**DATASET EXTRACT**.
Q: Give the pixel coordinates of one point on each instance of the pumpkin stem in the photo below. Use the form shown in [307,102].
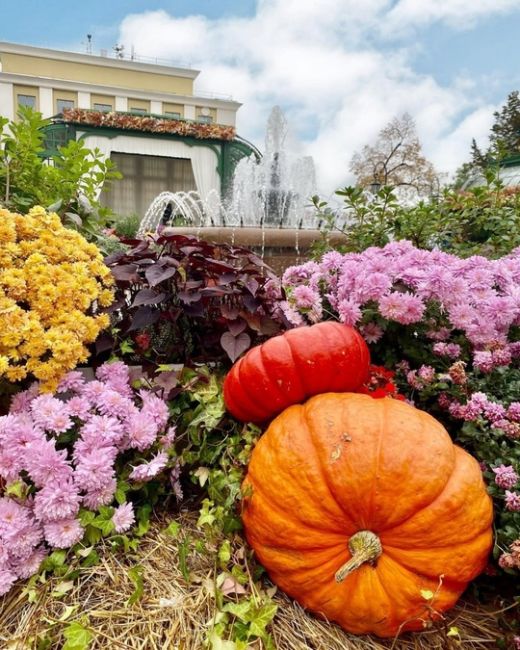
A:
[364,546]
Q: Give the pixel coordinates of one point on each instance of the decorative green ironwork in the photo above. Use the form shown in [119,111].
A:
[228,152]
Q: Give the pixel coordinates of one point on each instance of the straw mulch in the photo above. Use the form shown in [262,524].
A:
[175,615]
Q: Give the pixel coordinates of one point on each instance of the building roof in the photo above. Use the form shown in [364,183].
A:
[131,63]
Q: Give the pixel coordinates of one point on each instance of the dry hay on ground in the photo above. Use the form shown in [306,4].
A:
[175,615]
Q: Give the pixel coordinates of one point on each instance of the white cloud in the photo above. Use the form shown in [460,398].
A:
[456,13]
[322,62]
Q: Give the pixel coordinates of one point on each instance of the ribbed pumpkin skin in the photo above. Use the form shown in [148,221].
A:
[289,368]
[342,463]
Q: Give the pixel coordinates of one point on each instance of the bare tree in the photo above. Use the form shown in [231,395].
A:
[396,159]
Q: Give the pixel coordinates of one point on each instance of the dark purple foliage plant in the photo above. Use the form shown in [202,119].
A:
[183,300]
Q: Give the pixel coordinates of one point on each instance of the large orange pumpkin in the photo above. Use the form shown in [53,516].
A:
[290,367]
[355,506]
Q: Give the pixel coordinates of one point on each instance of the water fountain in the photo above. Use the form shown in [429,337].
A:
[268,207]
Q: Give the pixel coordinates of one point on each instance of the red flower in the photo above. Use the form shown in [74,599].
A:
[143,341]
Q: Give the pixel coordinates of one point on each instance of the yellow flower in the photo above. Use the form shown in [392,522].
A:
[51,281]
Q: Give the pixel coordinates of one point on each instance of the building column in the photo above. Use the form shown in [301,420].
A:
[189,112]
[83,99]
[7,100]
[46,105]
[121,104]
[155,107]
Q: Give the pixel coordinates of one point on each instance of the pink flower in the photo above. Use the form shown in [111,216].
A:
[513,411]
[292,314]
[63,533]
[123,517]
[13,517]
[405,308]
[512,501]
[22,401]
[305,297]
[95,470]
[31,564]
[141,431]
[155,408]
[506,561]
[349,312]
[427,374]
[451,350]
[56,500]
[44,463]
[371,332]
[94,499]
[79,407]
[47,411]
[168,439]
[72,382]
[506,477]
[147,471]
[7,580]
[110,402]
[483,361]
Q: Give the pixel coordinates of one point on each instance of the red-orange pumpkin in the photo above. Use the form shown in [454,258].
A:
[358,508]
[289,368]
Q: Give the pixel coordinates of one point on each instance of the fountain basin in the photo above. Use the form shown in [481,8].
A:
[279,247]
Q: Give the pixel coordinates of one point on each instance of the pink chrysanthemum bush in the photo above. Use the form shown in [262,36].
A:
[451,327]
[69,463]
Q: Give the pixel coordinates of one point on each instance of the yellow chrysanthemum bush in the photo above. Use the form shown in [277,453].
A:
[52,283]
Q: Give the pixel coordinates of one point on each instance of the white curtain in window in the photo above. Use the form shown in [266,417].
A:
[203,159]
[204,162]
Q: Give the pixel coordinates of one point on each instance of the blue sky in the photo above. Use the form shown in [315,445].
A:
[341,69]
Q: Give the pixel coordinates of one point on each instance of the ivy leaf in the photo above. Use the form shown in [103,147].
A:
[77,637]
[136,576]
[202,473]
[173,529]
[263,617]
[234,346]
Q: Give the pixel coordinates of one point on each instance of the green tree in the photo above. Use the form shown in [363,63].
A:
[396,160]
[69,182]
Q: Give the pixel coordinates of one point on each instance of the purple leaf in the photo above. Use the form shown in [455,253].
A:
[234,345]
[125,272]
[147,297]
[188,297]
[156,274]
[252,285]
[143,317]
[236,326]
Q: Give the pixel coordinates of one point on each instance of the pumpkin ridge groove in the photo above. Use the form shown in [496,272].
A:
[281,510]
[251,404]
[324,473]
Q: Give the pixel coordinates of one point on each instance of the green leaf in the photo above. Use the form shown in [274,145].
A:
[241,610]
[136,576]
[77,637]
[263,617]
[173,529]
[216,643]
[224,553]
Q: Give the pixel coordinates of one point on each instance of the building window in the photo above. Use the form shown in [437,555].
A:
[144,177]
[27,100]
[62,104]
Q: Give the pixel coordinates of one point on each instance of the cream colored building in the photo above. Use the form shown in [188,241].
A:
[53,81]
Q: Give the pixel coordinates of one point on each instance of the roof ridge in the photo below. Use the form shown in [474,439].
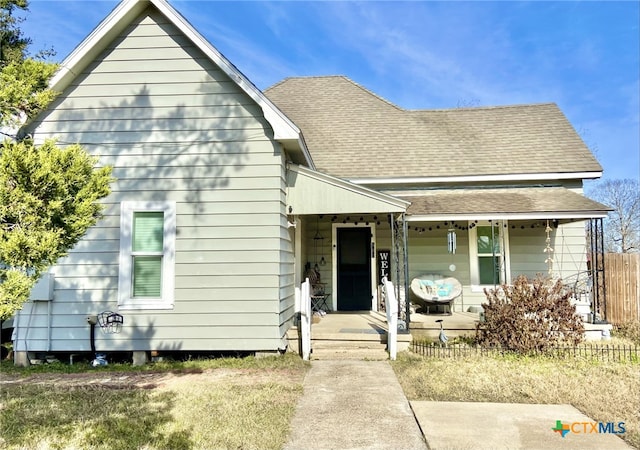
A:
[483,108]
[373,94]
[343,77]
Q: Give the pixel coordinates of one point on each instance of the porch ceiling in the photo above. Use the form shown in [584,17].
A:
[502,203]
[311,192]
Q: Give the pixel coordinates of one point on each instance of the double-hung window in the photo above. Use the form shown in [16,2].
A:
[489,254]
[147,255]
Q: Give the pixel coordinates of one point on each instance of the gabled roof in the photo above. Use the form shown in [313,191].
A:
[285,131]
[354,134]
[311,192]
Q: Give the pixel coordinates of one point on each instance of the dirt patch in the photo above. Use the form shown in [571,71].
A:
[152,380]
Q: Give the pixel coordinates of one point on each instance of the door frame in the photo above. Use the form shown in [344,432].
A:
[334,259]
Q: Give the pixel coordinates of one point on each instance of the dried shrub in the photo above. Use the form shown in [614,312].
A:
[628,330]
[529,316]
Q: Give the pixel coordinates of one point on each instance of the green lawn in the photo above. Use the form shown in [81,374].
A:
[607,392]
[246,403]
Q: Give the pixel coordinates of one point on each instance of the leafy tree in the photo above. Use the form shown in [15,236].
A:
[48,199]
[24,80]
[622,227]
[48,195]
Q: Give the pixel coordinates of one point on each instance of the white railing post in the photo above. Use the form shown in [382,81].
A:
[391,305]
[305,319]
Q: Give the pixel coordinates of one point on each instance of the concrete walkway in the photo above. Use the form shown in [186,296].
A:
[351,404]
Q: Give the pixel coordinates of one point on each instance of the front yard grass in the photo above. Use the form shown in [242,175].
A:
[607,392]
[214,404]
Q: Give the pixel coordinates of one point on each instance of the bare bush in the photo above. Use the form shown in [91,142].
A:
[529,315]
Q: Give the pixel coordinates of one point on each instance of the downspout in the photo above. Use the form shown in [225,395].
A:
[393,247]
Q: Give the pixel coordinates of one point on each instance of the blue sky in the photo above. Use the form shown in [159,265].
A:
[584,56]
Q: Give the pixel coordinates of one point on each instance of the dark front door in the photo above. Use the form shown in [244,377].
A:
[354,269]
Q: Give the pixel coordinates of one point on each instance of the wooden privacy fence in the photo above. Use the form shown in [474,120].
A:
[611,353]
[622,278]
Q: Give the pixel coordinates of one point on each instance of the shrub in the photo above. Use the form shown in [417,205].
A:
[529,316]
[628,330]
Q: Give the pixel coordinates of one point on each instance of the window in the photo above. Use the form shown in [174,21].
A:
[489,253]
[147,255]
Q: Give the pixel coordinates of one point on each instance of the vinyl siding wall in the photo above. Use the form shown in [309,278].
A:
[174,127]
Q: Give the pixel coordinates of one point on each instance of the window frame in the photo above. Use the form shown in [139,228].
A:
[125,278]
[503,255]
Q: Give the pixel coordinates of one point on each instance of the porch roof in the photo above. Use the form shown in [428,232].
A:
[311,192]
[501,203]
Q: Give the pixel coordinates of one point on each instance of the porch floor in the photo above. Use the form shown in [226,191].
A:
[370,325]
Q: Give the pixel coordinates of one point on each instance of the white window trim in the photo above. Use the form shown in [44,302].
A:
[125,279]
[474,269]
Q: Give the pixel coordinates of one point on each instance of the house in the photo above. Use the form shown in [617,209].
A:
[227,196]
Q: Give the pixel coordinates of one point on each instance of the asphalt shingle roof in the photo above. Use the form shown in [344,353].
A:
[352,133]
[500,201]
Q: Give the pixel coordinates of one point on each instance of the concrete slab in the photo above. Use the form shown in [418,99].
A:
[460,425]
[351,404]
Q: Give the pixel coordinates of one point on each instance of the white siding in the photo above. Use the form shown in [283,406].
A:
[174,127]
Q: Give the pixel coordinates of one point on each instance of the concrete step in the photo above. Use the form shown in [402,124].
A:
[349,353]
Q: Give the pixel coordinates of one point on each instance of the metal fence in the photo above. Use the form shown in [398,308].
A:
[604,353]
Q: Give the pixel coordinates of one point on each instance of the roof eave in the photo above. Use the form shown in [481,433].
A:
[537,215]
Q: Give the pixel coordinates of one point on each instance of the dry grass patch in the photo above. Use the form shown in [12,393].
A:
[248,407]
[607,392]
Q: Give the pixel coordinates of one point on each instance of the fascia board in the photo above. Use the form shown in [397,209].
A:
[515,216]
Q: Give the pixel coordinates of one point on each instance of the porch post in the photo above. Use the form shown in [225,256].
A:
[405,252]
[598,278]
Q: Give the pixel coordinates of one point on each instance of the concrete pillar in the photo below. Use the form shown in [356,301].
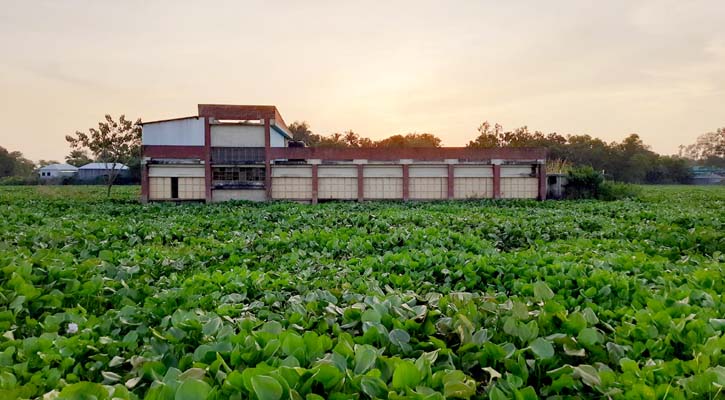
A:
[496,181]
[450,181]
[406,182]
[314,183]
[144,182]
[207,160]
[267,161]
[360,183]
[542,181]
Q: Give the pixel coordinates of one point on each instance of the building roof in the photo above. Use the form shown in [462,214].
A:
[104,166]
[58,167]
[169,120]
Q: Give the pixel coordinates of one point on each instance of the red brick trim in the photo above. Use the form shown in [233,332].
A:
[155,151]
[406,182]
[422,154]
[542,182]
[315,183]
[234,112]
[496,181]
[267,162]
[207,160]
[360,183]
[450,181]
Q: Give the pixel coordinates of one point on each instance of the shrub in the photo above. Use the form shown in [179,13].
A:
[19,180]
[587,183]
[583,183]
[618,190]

**WHAT THE EXERCISE ASKS**. Go through the entries and filter for lines holding the word "white"; copy each match.

**SOLUTION TO THIS TASK**.
Q: Give the pixel coordinates of one point on each instance of the white cloud in the photo above. Use the form shown in [460,398].
Q: Give the pixel coordinates of one point on each instance of the white curtain in window in the photo above. Use the form shown in [266,417].
Q: Give the pixel coordinates of one point on each instance of the white railing post in the photo above. Use the form shown in [382,81].
Q: Give the pixel coordinates of one point on each instance of the white window trim in the photo above. Use the form shown in [44,302].
Q: Give the pixel coordinates of one point on each instance of the white siding in the photo above. Use the form shown in [283,406].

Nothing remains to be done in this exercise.